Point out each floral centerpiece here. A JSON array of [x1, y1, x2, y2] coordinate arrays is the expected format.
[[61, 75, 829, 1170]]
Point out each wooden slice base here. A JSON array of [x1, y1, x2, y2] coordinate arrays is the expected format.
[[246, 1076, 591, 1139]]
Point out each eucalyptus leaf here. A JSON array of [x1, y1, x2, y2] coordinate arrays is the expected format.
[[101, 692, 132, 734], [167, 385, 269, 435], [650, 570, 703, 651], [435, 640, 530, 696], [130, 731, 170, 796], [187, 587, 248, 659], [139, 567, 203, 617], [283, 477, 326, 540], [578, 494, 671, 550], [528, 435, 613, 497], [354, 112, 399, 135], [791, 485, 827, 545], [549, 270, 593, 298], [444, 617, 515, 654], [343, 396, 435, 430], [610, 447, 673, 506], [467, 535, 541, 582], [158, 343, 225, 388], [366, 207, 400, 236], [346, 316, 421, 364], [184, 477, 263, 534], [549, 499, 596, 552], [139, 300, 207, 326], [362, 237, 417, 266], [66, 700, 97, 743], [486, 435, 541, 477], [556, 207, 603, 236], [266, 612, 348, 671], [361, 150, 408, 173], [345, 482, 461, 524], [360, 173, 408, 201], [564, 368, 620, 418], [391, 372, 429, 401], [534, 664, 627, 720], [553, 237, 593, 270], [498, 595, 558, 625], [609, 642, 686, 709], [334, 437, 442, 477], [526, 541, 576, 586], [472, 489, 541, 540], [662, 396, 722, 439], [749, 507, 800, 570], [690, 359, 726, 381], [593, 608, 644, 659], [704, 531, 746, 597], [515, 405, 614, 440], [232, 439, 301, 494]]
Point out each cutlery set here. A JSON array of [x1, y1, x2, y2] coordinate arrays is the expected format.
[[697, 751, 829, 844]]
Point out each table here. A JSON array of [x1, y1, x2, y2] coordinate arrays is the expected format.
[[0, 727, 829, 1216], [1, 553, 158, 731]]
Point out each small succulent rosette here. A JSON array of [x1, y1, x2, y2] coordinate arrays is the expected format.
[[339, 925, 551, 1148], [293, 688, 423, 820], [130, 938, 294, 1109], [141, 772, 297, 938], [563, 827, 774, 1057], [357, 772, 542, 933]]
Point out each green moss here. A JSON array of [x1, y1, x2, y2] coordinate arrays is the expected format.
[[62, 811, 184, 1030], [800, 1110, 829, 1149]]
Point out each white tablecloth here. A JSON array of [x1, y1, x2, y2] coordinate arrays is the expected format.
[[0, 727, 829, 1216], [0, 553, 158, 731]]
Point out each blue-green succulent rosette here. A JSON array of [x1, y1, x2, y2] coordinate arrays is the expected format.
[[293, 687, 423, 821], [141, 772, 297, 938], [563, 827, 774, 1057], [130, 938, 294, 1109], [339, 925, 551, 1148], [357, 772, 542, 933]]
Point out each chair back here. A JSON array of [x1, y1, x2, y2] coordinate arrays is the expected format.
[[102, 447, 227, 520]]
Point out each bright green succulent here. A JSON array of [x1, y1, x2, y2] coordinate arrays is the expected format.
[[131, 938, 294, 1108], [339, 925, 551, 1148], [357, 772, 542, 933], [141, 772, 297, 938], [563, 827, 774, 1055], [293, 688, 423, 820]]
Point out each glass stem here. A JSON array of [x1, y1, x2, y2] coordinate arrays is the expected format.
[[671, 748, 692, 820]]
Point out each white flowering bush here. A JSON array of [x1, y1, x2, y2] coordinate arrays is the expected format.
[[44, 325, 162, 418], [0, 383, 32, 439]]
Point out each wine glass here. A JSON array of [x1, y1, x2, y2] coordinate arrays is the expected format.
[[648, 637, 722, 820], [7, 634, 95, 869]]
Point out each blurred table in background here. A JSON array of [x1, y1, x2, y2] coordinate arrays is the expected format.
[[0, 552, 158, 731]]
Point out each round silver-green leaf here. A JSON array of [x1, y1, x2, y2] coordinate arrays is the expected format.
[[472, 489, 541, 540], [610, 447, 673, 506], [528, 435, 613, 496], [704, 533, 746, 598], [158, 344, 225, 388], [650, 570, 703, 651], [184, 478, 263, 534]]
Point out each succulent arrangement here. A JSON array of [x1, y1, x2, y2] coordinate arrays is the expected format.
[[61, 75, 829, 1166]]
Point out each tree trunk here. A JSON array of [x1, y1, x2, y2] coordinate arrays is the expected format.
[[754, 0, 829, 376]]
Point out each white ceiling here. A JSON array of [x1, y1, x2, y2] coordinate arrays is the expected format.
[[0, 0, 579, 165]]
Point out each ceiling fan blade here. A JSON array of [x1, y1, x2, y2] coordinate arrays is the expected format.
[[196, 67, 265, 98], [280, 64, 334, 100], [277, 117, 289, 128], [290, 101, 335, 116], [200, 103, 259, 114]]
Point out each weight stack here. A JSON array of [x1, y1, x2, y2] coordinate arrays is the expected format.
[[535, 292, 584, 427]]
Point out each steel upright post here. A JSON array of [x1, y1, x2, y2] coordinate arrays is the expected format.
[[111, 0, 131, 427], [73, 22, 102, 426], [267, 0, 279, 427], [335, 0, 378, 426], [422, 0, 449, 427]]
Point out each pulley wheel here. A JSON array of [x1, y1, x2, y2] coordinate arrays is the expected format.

▶ [What is needed]
Could you give every line of the records above as a JSON array of strings, one string per line, with blank lines left out?

▶ [Solution to this exercise]
[
  "Point out each floral centerpiece here. A JSON array of [x1, y1, x2, y2] coordinate arrays is the expected format.",
  "[[61, 75, 829, 1170]]",
  "Point out each wooden slice base here. A JSON array of [x1, y1, x2, y2] coordinate arrays is the expected format.",
  "[[246, 1076, 591, 1139]]",
  "Point out each eucalyptus leaf here. A JSON array of [x1, y1, x2, y2] coordinate arrays is the expected format.",
  "[[101, 692, 132, 734], [167, 385, 269, 435], [650, 570, 703, 651], [435, 640, 530, 696], [130, 731, 170, 796], [187, 587, 248, 659], [139, 567, 203, 617], [283, 477, 326, 540], [578, 494, 671, 550], [528, 435, 613, 497], [354, 112, 399, 135], [791, 485, 827, 545], [549, 270, 593, 298], [444, 617, 515, 654], [343, 396, 435, 430], [610, 447, 673, 506], [467, 535, 541, 582], [158, 343, 225, 388], [366, 207, 400, 236], [346, 316, 421, 364], [184, 477, 263, 534], [549, 499, 596, 552], [139, 300, 207, 326], [362, 237, 417, 266], [66, 700, 97, 743], [486, 435, 541, 477], [556, 207, 603, 236], [266, 612, 348, 671], [361, 150, 408, 173], [345, 482, 461, 524], [360, 173, 408, 201], [564, 368, 620, 418], [391, 372, 429, 401], [534, 664, 627, 720], [553, 237, 593, 270], [498, 595, 558, 625], [609, 642, 686, 709], [334, 437, 442, 477], [526, 541, 576, 586], [472, 489, 541, 540], [662, 396, 722, 439], [749, 507, 800, 570], [690, 359, 726, 381], [593, 608, 644, 659], [704, 531, 746, 597], [515, 405, 614, 440], [232, 439, 301, 494]]",
  "Point out each cutlery set here. A JSON array of [x1, y1, x2, y2] coordinate arrays is the expected format.",
  "[[697, 751, 829, 844]]",
  "Point out each table here. A JSON array of [x1, y1, x2, y2] coordinate arrays is the expected format.",
  "[[0, 727, 829, 1216], [1, 553, 158, 731]]",
  "Point out each small succulent rosette here. A JSON array of [x1, y1, x2, y2] coordinate arrays is the expected format.",
  "[[339, 925, 551, 1148], [293, 688, 423, 820], [130, 938, 294, 1109], [141, 772, 297, 938], [563, 827, 774, 1057], [357, 772, 542, 933]]",
  "Point out each green moss here. A JSON array of [x1, y1, x2, y2] coordinate arrays is the expected format.",
  "[[62, 811, 184, 1030], [800, 1110, 829, 1149]]",
  "Point out each white tablecloth here. A JSON array of [x1, y1, x2, y2] coordinate arrays is the expected format.",
  "[[0, 727, 829, 1216], [0, 553, 158, 731]]",
  "Point out each blue-green succulent rosette here. A JSON array of [x1, y1, x2, y2] coordinate arrays is the expected format.",
  "[[293, 687, 423, 821], [141, 772, 297, 938], [563, 827, 774, 1057], [130, 938, 294, 1109], [339, 925, 551, 1148], [357, 772, 542, 933]]",
  "Point out each chair back here. A JSON array of [x1, y1, x2, y2] coordinate arrays is the expected format.",
  "[[102, 447, 227, 520]]",
  "Point out each bright green succulent here. A JSON array of [x1, y1, x2, y2] coordinate arrays is the expected format.",
  "[[131, 938, 294, 1108], [339, 925, 551, 1148], [357, 772, 542, 933], [141, 772, 297, 938], [563, 827, 774, 1055], [293, 688, 423, 820]]",
  "Point out each glass stem here. A JSON array of [x1, y1, x2, y2] coordinate arrays is the expected format.",
  "[[671, 748, 692, 820]]",
  "Point out each white flowering bush here. A JSON array of [x1, y1, x2, y2] coordinate arrays is the expected format.",
  "[[44, 325, 162, 418], [0, 383, 32, 439]]",
  "Point out each wine glass here. A JSON array of [x1, y1, x2, y2] coordinate arrays is the expected format.",
  "[[648, 637, 722, 820], [7, 634, 95, 869]]",
  "Point out each blurred table in background here. A JSON array of [x1, y1, x2, y2] coordinate arrays is the expected format.",
  "[[0, 552, 158, 731]]",
  "Point out each round silver-green leaf here. A JSON array of [x1, y1, x2, y2] coordinate arrays is the expected format.",
  "[[472, 489, 541, 540], [610, 447, 673, 506], [528, 435, 613, 496], [704, 533, 746, 598], [158, 344, 225, 388], [650, 570, 703, 651], [184, 478, 263, 534]]",
  "Point out each succulent arrangement here. A JSON array of [x1, y1, x2, y2] coordinate arrays is the expected format.",
  "[[61, 75, 829, 1166]]",
  "Point out each tree trunk here. A JSON array of [x1, y1, x2, y2] coordinate arrays is the expected format.",
  "[[754, 0, 829, 376]]",
  "Point out each white ceiling here. A JSON array of [x1, y1, x2, y2] coordinate arrays is the expected format.",
  "[[0, 0, 579, 165]]",
  "Point out each ceiling fan blade here. A JSON array of [x1, y1, x2, y2] coordinate arrays is the expected format.",
  "[[196, 67, 265, 98], [280, 64, 334, 100], [277, 117, 289, 128], [290, 101, 335, 116], [200, 103, 259, 114]]",
  "Point out each weight stack here. A JSON array of [x1, y1, x2, y2] coordinate arrays is the expected format.",
  "[[535, 292, 584, 427]]",
  "Point out each steel upright post here. A JSON array of [x1, y1, x2, y2] coordinate arrays is the expected format.",
  "[[111, 0, 131, 427], [73, 22, 102, 426], [267, 0, 279, 427], [335, 0, 378, 426], [422, 0, 449, 427]]",
  "Point out each pulley wheel here. A JSON array of [x1, y1, x2, y2] coordinate arrays is the expected format."
]